::: Supplied material
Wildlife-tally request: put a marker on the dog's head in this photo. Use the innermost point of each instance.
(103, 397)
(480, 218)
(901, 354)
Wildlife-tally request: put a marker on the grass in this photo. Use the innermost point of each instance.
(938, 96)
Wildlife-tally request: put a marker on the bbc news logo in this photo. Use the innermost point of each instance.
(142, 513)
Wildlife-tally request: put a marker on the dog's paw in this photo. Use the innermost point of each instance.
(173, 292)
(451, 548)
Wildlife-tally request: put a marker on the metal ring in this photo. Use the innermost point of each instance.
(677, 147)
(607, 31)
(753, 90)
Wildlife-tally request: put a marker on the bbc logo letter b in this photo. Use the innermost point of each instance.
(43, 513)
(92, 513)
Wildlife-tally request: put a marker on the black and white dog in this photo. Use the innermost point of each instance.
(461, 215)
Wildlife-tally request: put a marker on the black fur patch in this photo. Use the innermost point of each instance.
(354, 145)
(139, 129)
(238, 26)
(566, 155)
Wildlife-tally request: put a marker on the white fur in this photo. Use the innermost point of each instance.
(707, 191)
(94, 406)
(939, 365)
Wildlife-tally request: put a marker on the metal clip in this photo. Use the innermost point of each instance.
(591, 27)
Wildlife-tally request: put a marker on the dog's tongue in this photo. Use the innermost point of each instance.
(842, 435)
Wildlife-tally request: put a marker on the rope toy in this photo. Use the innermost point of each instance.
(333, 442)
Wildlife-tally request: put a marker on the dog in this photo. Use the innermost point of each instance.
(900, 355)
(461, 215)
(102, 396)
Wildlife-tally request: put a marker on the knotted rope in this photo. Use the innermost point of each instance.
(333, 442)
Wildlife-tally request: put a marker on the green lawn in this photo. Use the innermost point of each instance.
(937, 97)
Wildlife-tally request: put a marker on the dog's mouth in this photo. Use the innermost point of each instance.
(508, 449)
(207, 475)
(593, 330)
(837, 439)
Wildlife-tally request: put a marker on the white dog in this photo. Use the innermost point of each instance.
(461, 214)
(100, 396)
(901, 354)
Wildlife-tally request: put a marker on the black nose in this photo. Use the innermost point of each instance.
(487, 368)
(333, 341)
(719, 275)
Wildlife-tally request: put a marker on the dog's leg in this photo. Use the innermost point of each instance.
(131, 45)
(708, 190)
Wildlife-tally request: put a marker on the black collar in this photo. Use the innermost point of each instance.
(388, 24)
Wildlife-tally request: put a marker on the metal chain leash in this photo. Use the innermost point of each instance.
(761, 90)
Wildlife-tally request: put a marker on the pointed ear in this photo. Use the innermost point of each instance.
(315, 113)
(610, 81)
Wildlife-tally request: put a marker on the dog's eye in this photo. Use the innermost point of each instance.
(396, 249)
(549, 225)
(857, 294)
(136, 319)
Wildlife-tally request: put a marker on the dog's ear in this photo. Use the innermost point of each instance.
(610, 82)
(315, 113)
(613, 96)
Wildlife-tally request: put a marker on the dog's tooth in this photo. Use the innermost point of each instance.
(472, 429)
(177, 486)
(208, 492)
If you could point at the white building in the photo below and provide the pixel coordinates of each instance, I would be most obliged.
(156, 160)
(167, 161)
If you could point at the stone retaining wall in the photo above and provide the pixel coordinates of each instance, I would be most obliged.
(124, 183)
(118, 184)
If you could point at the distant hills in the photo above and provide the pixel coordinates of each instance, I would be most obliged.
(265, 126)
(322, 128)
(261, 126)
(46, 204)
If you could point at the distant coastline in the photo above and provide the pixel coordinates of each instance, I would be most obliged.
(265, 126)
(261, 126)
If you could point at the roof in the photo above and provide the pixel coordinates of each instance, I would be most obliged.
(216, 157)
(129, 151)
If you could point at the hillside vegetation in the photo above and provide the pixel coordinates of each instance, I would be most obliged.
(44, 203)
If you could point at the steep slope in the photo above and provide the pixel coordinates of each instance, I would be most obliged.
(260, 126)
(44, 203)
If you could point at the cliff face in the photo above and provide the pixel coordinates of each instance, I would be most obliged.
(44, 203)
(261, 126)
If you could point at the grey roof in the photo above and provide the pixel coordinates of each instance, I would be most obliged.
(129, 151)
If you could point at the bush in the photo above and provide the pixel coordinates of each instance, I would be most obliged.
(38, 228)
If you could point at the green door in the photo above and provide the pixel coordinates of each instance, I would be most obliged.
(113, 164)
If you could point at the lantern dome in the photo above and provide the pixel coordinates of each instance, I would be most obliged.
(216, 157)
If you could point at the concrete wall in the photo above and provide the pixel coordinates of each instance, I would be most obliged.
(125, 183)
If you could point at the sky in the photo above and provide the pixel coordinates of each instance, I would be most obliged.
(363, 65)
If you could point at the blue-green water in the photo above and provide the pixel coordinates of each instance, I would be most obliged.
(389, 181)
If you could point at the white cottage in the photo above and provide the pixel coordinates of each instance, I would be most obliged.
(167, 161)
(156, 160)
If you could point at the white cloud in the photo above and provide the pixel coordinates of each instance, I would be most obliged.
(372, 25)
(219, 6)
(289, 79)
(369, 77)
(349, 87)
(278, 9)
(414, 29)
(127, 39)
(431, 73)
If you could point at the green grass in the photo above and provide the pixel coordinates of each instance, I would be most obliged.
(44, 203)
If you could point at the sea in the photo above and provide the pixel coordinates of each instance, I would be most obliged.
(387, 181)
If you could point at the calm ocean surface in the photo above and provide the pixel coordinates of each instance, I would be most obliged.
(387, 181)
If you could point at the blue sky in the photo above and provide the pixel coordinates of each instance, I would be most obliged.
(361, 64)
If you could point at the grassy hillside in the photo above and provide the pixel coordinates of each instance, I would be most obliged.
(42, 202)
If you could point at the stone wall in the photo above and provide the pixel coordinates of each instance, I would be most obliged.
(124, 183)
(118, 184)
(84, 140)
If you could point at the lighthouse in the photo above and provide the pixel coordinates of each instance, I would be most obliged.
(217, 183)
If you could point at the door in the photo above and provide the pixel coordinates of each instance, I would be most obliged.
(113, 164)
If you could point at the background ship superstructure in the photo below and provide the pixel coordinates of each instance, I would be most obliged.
::::::
## Requirement
Return the records in their entirety. Keep every character as it is.

## Solution to the problem
Wildlife-tally request: put a marker on the dog's head in this photo. Use the innermost point of each instance.
(103, 397)
(480, 218)
(901, 354)
Wildlife-tally request: put a marker on the grass in this photo. Use the innermost point of each instance.
(938, 96)
Wildlife-tally request: put a marker on the bbc news logo in this photo. Use the innermost point of each instance.
(142, 513)
Wildlife-tally request: put a marker on the dog's paw in this photo. Use the innermost point of each instance.
(173, 292)
(451, 548)
Wildlife-tally request: put a marker on the metal ring in this photo. Use the innermost point of each instance.
(677, 147)
(607, 31)
(753, 90)
Wildlife-tally request: put a marker on the bbc logo letter b in this photo. Use the innermost point of each instance.
(43, 513)
(92, 513)
Wildlife-tally request: put a marker on the black and white dog in this photo. Use the innermost point of each instance.
(461, 215)
Wildlife-tally request: put a marker on the black fur patch in this photo. Use the innermost point of each instance.
(354, 145)
(139, 129)
(238, 26)
(566, 155)
Wildlife-tally request: put a marker on the white fur in this photo. Use the innermost point of each instance.
(707, 191)
(94, 406)
(939, 365)
Wildlife-tally request: put a marker on the metal clip in this photo. Use the innermost point of each instance.
(591, 27)
Wildlife-tally request: put a marker on the dog's tongue in this photo. Use the innermost point of each instance.
(842, 435)
Wildlife-tally request: put a marker on the rope toy in this photo. Use the innermost point of each instance.
(333, 442)
Wildlife-tally request: put a marker on the dog in this photo. Use the innermost point of each instance.
(900, 355)
(461, 215)
(102, 396)
Wildlife-tally request: put a marker on the knotted rope in this photo. Use the innermost point of each instance.
(333, 442)
Wildlife-tally request: put a marker on the green lawn in this photo. Use the innermost point of each instance.
(937, 97)
Wildlife-tally request: put a marker on the dog's mouth in this photo. Use the innermost point of each instance.
(508, 449)
(207, 475)
(593, 330)
(837, 439)
Wildlife-tally request: put a marker on the white dog in this photo. Use the innermost point of each instance.
(461, 214)
(100, 396)
(901, 354)
Wildlife-tally request: put a marker on the black nose in this photo. Use the innermost point of each instance.
(487, 368)
(333, 341)
(719, 275)
Wildlife-tally request: put a marker on the dog's leg in this photo. Use the innermost point of each instance.
(131, 45)
(708, 190)
Wildlife-tally request: put a marker on the black collar in this photo. Use the innermost point of each instance.
(388, 24)
Wildlife-tally request: put a marker on the metal chain leash in this photo. Use the innermost point of each instance.
(761, 90)
Wildlife-tally request: put a marker on the pointed ear in this photo. Use the innermost point of each instance.
(315, 113)
(610, 81)
Wildlife-tally request: put a marker on the dog's eye in this photo. Use the innermost point of each instance.
(396, 249)
(549, 225)
(857, 294)
(136, 319)
Wildlife-tally request: put a marker on the dog's ear in this photo. Use the innermost point of each instance.
(610, 82)
(315, 113)
(613, 96)
Wildlife-tally request: put a marker on the dog's tooth in this photo. Use the innermost point of each instance.
(472, 429)
(177, 486)
(208, 492)
If you could point at the white building in the photo below and provide the pixel coordinates of each instance, I would be most obliged.
(156, 160)
(167, 161)
If you could point at the stone retaining wall in the photo above and provide the pixel coordinates of each instance, I would be most obliged.
(124, 183)
(118, 184)
If you could point at the distant hills in the photo above and provide the pixel coordinates of each instance, I would be most obliged.
(265, 126)
(322, 128)
(261, 126)
(46, 204)
If you could point at the distant coastline in the photo above and provide the pixel coordinates of each instance, I would be most obliged.
(265, 126)
(261, 126)
If you could point at the roof in the photo above and provide the pixel coordinates of each instance, I would be most obliged.
(216, 157)
(129, 151)
If you could point at the hillside vegetation in the photo above and provide the pixel coordinates of each instance, I would be most obliged.
(44, 203)
If you could point at the steep slope in the photo above and provide the pixel coordinates of each instance, I would be most obliged.
(260, 126)
(44, 203)
If you could point at the cliff face in the photo above and provide the pixel coordinates of each instance, I would be most obliged.
(44, 203)
(261, 126)
If you could point at the grey roof in the photo above and provide the pixel coordinates of each instance, I would be most obliged.
(129, 151)
If you could point at the bush in the photo above and provide the pixel coordinates of each instance, I would be most obliged.
(38, 228)
If you could point at the green door in the photo above and provide the pixel coordinates of each instance, I would be most obliged.
(113, 164)
If you could point at the lantern dome in the photo above and provide the pixel coordinates of each instance, I would be most obliged.
(216, 157)
If you could point at the concrete wall in the photo above and provide the pixel coordinates of each instance, I would be most obliged.
(125, 183)
If you could point at the sky in the photo above and provide the pixel coordinates of each instance, I would be most obliged.
(363, 65)
If you could point at the blue-green water in the photo above and provide the pixel coordinates of each instance, I would be most obliged.
(389, 181)
If you could point at the white cottage in the photo above and provide the pixel coordinates of each instance, I would be most obliged.
(167, 161)
(156, 160)
If you could point at the white cloud in the photo above and provide the pixel coordinates of each instance, I would be most obliged.
(372, 25)
(219, 6)
(289, 79)
(369, 77)
(349, 87)
(278, 9)
(414, 29)
(127, 39)
(431, 73)
If you could point at the green grass in the photo above and provide the pixel coordinates of each instance, I would be most obliged.
(44, 203)
If you could point at the sea in the photo above and provide the pixel coordinates of each instance, I would be most obliged.
(387, 181)
If you could point at the calm ocean surface in the photo above and provide the pixel coordinates of each instance, I would be most obliged.
(387, 181)
If you could point at the blue sky in the photo above and provide the pixel coordinates of each instance, I would be most obliged.
(361, 64)
If you could point at the grassy hillside in the photo above and provide the pixel coordinates of each instance, I would be most obliged.
(42, 202)
If you could point at the stone wall in the photo above and provide the pixel coordinates of each instance, I would be most obliged.
(124, 183)
(118, 184)
(84, 140)
If you could point at the lighthouse in the photo above and provide the pixel coordinates of each instance, I would be most obliged.
(217, 183)
If you could point at the door in the photo above and provide the pixel coordinates of each instance, I would be most obliged.
(113, 164)
If you could point at the background ship superstructure in the photo below and provide the pixel coordinates of each instance, I would be most obliged.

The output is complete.